• [MATERIAL FOR THIS TASK]:
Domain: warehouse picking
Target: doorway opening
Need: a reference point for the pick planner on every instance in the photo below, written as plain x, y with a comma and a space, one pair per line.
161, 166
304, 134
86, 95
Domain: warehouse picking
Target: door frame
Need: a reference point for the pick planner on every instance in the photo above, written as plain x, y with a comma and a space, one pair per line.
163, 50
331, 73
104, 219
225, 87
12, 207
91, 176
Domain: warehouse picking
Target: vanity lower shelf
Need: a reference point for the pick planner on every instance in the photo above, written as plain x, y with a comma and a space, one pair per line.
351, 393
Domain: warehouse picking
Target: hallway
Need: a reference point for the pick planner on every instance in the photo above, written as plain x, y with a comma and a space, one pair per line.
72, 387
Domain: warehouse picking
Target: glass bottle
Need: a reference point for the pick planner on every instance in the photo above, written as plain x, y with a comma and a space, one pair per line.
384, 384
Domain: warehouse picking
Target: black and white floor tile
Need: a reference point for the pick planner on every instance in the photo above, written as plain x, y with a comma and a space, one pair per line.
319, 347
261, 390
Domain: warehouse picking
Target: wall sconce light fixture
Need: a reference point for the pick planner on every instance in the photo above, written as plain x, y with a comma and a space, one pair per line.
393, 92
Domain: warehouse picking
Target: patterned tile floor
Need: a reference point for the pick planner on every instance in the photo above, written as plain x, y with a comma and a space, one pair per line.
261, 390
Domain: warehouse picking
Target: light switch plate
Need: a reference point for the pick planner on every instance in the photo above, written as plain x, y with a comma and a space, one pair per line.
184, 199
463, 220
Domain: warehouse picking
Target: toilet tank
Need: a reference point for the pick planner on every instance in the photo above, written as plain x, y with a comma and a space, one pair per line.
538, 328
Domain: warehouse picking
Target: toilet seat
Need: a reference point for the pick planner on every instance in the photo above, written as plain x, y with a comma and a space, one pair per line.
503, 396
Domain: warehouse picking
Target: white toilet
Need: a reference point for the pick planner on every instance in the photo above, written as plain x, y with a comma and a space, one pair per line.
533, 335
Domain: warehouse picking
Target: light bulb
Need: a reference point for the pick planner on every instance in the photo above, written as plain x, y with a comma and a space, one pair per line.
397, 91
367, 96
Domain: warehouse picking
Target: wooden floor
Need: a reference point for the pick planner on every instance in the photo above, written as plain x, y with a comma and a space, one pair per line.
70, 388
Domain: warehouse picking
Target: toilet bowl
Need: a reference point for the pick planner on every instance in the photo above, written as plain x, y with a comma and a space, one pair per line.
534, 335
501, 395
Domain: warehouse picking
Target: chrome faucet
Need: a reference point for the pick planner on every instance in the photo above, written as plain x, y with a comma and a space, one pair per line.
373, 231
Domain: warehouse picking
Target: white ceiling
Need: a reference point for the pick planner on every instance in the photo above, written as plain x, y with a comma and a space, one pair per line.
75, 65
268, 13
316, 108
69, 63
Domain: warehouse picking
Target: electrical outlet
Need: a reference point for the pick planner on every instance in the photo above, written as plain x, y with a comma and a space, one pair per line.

• [GIVEN PROBLEM]: Using the entries above, please restate each one word for word.

• [EXERCISE RESPONSE]:
Domain: warehouse picking
Target: doorway opening
Need: a reference point for the pick planner on every instance in the photo below, written as plain x, y with a comma and a space, one pair per line.
161, 166
304, 134
86, 95
Domain: warehouse picking
Target: door frame
Need: a reference point for the pick planner on every instance in the photo above, written as plain x, y with a comma and a space, one pair per line.
163, 50
331, 73
104, 219
225, 87
12, 207
91, 176
Domain: warehouse picking
Target: vanity lower shelf
Need: a reference point for the pick planner on every instance in the photo above, written as plain x, y with a comma and a space, one pair per line.
351, 393
Domain: warehouse picking
Target: hallway
Need: a reference point for the pick planner on every instance in the photo above, written as plain x, y with a comma and a space, one pair per line.
72, 387
Domain: warehouse picking
Target: glass bottle
Need: a reference point for the pick planner on every instance in the photo above, written as plain x, y with a comma and a space, one pair per line.
384, 384
Domain: warehouse picking
Target: black and white floor tile
Need: a reference point for the pick planner on every instance in the photo above, written as plain x, y with a comma and a space, one pair per line.
319, 347
261, 390
Domain: warehouse picking
Target: wall sconce light fixture
Need: a reference point for the pick planner on every instance in the photo above, written as plain x, y with a comma and a space, one pair per line.
393, 92
Domain: warehouse picking
Target: patterned tile floor
Need: a reference point for the pick planner on every instance in the photo above, written as plain x, y with a comma and a space, one pair per line.
261, 390
Domain: warehouse picking
Target: light switch plate
Need: a reference point for the pick planner on every instance in the photo above, written as plain x, y with a comma and a space, one pair per line.
184, 199
463, 220
Domain: warehouse picking
Target: toilet tank
Need: a reference point for the pick planner on every instance in the photo above, written as plain x, y with a comma and a space, one pair per line.
538, 328
Domain: warehouse picking
Target: toilet seat
Need: a reference point for the pick planner on every instance in the photo above, written as plain x, y with a comma and a space, one pair per line.
503, 396
Domain: warehouse picking
Target: white toilet
Need: a reference point for the pick planner on every instance in the photo above, written as plain x, y with a comma and a space, one pair per line.
533, 335
Domain: warehouse picking
Target: light bulb
Need: a reference point for the pick planner on every instance in the photo above, written as plain x, y with a comma and a space, one pair per line.
397, 91
367, 96
Domain: warehouse picking
Target: wooden floor
Need: a reference point for the pick planner on every instance in the photo above, written as plain x, y with a comma and a space, one pair per line.
70, 388
Domain: warehouse picking
Target: toilet bowl
Need: a reference point for the pick planner on every instance in the photo above, written as plain x, y with a comma and a space, one pair per line.
534, 335
501, 395
Domain: warehouse picking
Target: chrome faucet
Need: a reference point for the pick planner on every instance in the photo above, written as plain x, y with a comma and a space, one pair per line.
373, 231
Domain: warehouse picking
Target: white ceiling
Need: a reference point for the pick planner on every instance in the photo above, written as plain x, y with a comma and a space, one pair per line.
75, 65
268, 13
316, 108
69, 63
Domain: warehouse picking
Target: electrical outlet
Need: a reference point for the pick planner on every instance in the photo above, written as plain x, y with a comma and a space, one pair per line.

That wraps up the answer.